Sealife Survey

Warming seas, non-native invaders and human activities are all affecting our marine environment. Records of marine life are needed to inform decision-makers, to track changes, to find out why things are changing and, let’s not forget, because recording is fun!

If you would like help identifying a species you can email pictures and questions to recording[--at--]mba.ac.uk or post them on the Sealife Survey Facebook page.

If you're a regular sealife spotter - or plan to become one - you can register for an account at the site here and we'll keep track of your sightings and photographs and keep your details to make it easier for you to send us sightings.

Latest News

  • Look Out for Asian Shore Crabs!

    Asian Shore CrabOn 2nd May 2014 an Asian shore crab was spotted in Glamorgan, Wales. This is the first record from mainland Great Britain, and it has subsequently been found in Kent. Please report any sightings of this species: Asian shore crab reports, with a photograph if possible. More information on this species can be found on the Non native species secretariat.

* Data to examine *
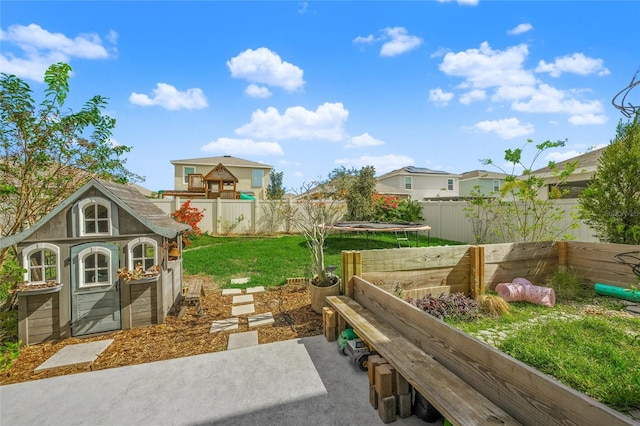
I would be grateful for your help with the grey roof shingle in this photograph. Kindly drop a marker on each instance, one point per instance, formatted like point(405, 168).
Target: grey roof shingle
point(125, 197)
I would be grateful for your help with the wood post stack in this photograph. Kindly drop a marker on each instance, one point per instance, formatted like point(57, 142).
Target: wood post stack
point(329, 323)
point(389, 392)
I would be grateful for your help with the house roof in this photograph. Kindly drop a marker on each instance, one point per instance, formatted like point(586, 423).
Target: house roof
point(484, 174)
point(412, 170)
point(125, 197)
point(587, 162)
point(226, 160)
point(220, 172)
point(383, 189)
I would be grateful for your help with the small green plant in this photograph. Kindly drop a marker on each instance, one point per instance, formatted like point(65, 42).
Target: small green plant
point(456, 307)
point(567, 286)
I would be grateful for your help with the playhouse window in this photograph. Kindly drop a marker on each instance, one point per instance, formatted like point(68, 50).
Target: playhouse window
point(95, 216)
point(94, 268)
point(41, 263)
point(143, 251)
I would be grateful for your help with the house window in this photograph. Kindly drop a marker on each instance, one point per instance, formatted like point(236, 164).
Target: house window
point(143, 251)
point(41, 263)
point(408, 182)
point(95, 216)
point(256, 178)
point(186, 171)
point(94, 267)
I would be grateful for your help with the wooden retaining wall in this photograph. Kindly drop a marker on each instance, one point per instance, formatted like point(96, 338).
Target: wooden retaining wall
point(526, 394)
point(415, 272)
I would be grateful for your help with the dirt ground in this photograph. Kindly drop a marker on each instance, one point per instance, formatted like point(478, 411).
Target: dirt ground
point(180, 337)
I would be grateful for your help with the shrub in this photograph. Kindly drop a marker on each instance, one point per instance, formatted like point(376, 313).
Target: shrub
point(448, 306)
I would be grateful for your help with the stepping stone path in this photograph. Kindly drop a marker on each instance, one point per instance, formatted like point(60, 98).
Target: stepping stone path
point(242, 305)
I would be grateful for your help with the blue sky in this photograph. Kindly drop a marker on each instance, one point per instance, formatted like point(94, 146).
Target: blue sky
point(310, 86)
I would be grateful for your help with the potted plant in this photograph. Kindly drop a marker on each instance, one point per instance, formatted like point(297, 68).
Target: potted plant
point(314, 213)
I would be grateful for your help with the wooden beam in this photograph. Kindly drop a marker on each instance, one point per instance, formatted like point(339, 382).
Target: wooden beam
point(525, 393)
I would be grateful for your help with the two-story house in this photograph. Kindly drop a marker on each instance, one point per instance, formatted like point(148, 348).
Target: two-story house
point(219, 177)
point(422, 183)
point(577, 181)
point(486, 182)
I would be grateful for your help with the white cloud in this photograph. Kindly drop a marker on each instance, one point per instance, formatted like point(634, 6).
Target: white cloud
point(256, 91)
point(439, 97)
point(582, 119)
point(462, 2)
point(550, 99)
point(520, 29)
point(472, 96)
point(168, 97)
point(507, 128)
point(364, 40)
point(363, 140)
point(41, 48)
point(326, 122)
point(577, 63)
point(265, 67)
point(485, 67)
point(243, 147)
point(400, 42)
point(382, 164)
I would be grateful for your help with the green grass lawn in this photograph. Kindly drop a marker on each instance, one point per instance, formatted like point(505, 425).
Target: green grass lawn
point(270, 260)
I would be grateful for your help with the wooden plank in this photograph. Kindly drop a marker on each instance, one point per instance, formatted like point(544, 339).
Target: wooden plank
point(415, 258)
point(601, 252)
point(511, 252)
point(408, 280)
point(453, 398)
point(528, 395)
point(536, 271)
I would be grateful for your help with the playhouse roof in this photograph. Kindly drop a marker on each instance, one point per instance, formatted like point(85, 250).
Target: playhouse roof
point(125, 197)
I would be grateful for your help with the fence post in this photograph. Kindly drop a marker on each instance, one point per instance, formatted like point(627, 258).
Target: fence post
point(476, 270)
point(562, 255)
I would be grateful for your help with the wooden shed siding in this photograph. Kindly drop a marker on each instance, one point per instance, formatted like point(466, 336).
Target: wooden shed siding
point(38, 317)
point(144, 302)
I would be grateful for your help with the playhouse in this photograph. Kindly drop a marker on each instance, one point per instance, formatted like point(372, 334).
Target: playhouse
point(74, 258)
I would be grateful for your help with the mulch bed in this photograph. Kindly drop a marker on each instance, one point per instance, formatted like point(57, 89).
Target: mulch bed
point(180, 337)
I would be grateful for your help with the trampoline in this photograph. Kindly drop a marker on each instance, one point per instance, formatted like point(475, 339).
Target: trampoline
point(405, 228)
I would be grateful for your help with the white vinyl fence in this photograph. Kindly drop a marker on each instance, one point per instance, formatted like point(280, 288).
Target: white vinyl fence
point(446, 218)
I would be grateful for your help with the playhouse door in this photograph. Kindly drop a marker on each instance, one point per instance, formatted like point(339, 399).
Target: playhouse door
point(95, 295)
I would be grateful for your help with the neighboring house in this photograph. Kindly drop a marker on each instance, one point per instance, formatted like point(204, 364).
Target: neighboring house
point(578, 181)
point(219, 177)
point(422, 183)
point(73, 255)
point(487, 182)
point(383, 189)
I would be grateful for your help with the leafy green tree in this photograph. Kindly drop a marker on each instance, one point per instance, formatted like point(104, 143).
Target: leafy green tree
point(360, 204)
point(519, 212)
point(611, 202)
point(48, 152)
point(275, 190)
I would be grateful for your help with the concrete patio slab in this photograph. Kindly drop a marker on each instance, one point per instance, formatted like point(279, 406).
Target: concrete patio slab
point(243, 309)
point(75, 354)
point(245, 298)
point(301, 381)
point(242, 340)
point(261, 319)
point(224, 325)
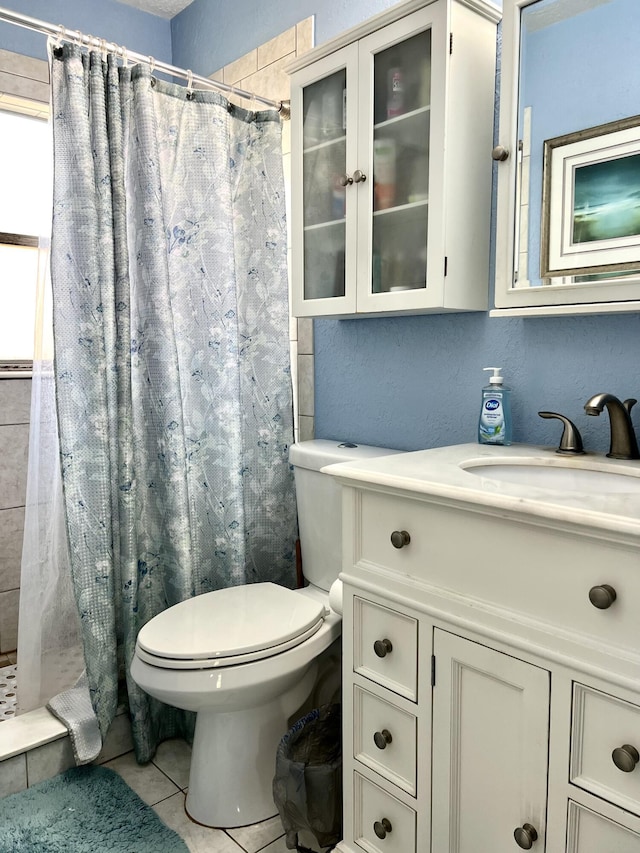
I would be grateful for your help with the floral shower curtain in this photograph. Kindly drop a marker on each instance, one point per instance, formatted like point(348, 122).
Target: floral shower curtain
point(171, 357)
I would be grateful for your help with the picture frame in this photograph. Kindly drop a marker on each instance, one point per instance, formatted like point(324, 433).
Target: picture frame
point(591, 201)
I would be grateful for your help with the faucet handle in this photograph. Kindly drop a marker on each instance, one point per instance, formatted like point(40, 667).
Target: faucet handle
point(571, 440)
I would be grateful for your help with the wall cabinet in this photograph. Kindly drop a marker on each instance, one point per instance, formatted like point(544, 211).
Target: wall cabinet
point(391, 137)
point(488, 704)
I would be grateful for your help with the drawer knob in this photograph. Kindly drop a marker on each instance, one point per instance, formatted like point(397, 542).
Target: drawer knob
point(525, 835)
point(602, 596)
point(382, 827)
point(400, 538)
point(382, 648)
point(625, 757)
point(381, 739)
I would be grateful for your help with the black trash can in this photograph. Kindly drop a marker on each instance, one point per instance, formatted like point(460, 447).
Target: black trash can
point(307, 786)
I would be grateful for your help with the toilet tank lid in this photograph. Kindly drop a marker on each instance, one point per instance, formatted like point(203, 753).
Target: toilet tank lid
point(317, 453)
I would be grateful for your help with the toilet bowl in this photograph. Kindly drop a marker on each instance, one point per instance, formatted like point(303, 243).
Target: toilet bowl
point(243, 698)
point(246, 658)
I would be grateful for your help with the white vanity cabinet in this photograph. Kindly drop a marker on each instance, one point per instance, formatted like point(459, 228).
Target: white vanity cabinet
point(488, 704)
point(392, 128)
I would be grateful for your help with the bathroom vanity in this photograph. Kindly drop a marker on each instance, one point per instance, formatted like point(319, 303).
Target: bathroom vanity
point(491, 648)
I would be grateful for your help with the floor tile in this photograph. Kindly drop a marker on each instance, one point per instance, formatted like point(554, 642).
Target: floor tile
point(199, 839)
point(255, 837)
point(278, 846)
point(173, 757)
point(149, 783)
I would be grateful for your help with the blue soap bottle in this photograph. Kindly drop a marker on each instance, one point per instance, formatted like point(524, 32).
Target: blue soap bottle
point(494, 424)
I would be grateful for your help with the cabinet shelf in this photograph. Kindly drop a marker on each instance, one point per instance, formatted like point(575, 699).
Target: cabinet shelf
point(402, 208)
point(320, 225)
point(326, 143)
point(389, 122)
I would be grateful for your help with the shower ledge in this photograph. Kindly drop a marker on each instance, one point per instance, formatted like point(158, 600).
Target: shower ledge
point(29, 731)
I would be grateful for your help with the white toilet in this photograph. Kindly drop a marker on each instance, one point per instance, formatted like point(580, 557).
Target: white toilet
point(245, 658)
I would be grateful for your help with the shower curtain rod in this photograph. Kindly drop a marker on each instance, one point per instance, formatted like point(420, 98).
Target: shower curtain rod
point(65, 34)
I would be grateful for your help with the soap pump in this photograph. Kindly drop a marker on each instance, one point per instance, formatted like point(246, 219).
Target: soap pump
point(494, 425)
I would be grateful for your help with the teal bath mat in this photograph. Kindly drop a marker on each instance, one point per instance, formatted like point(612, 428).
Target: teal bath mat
point(85, 810)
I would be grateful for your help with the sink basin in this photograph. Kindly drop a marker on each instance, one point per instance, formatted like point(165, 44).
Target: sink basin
point(556, 477)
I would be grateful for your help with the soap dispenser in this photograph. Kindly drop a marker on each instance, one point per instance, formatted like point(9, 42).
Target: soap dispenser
point(494, 425)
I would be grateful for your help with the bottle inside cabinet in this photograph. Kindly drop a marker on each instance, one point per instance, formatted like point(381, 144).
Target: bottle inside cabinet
point(402, 99)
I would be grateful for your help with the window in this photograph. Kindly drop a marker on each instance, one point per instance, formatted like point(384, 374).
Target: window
point(25, 216)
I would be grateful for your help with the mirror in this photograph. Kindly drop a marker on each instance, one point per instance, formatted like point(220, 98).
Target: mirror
point(568, 225)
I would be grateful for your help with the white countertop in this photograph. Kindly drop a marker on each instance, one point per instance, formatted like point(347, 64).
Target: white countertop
point(440, 473)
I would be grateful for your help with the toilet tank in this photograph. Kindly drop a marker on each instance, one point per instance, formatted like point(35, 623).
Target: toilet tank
point(320, 504)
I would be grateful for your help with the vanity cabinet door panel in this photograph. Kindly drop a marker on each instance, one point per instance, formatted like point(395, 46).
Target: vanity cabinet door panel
point(601, 726)
point(589, 832)
point(490, 747)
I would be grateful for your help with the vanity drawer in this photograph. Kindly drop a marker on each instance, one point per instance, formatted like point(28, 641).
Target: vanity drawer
point(604, 726)
point(525, 569)
point(376, 814)
point(385, 739)
point(386, 647)
point(589, 832)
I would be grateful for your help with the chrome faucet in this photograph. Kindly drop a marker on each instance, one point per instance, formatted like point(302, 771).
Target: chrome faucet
point(623, 438)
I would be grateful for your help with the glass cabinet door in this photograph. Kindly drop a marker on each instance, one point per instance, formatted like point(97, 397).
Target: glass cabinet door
point(324, 186)
point(400, 145)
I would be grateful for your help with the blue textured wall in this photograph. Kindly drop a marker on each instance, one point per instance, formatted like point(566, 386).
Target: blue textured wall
point(403, 382)
point(142, 33)
point(204, 40)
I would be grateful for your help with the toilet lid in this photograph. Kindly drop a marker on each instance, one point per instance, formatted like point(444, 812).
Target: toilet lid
point(238, 624)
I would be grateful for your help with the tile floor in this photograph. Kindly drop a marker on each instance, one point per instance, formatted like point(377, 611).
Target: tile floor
point(162, 784)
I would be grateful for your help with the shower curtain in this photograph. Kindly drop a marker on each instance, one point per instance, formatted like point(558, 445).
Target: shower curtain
point(171, 357)
point(49, 648)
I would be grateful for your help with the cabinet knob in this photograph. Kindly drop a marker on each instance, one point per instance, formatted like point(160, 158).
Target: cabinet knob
point(382, 648)
point(525, 835)
point(382, 827)
point(381, 739)
point(500, 153)
point(400, 538)
point(625, 757)
point(602, 596)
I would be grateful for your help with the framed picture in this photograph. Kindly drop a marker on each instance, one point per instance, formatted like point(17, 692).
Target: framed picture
point(591, 201)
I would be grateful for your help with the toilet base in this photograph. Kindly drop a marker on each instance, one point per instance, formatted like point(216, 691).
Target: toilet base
point(233, 759)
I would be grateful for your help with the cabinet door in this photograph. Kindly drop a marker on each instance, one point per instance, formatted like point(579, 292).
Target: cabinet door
point(323, 213)
point(490, 748)
point(401, 95)
point(589, 832)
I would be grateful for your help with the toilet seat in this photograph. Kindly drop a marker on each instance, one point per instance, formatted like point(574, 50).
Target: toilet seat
point(230, 626)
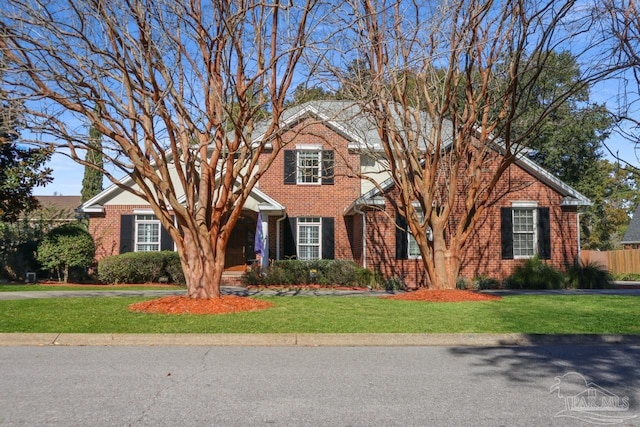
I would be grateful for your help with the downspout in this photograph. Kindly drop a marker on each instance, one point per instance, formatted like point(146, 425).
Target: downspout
point(579, 238)
point(278, 222)
point(364, 234)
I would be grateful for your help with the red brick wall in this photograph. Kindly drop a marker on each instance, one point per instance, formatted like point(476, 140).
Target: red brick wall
point(482, 254)
point(327, 200)
point(105, 228)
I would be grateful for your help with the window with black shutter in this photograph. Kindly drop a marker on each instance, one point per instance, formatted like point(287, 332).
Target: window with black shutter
point(525, 232)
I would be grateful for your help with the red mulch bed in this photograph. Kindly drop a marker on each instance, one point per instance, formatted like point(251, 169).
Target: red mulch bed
point(185, 305)
point(448, 295)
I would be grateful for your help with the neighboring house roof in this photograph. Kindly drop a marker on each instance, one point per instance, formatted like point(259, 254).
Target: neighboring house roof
point(632, 235)
point(67, 204)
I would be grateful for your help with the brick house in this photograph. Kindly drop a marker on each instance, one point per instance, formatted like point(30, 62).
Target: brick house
point(312, 205)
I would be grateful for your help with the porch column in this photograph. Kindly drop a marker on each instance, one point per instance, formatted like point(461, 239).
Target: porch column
point(264, 224)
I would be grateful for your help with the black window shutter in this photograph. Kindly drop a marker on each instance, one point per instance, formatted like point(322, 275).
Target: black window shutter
point(328, 231)
point(544, 234)
point(402, 242)
point(506, 229)
point(290, 237)
point(127, 231)
point(166, 242)
point(327, 167)
point(290, 166)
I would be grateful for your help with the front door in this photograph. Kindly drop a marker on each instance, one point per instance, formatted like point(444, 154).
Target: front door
point(240, 246)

* What you need to do *
According to the Sealife Survey text, where was an Asian shore crab spotted on 2nd May 2014?

* Solution to the exercise *
In Glamorgan, Wales.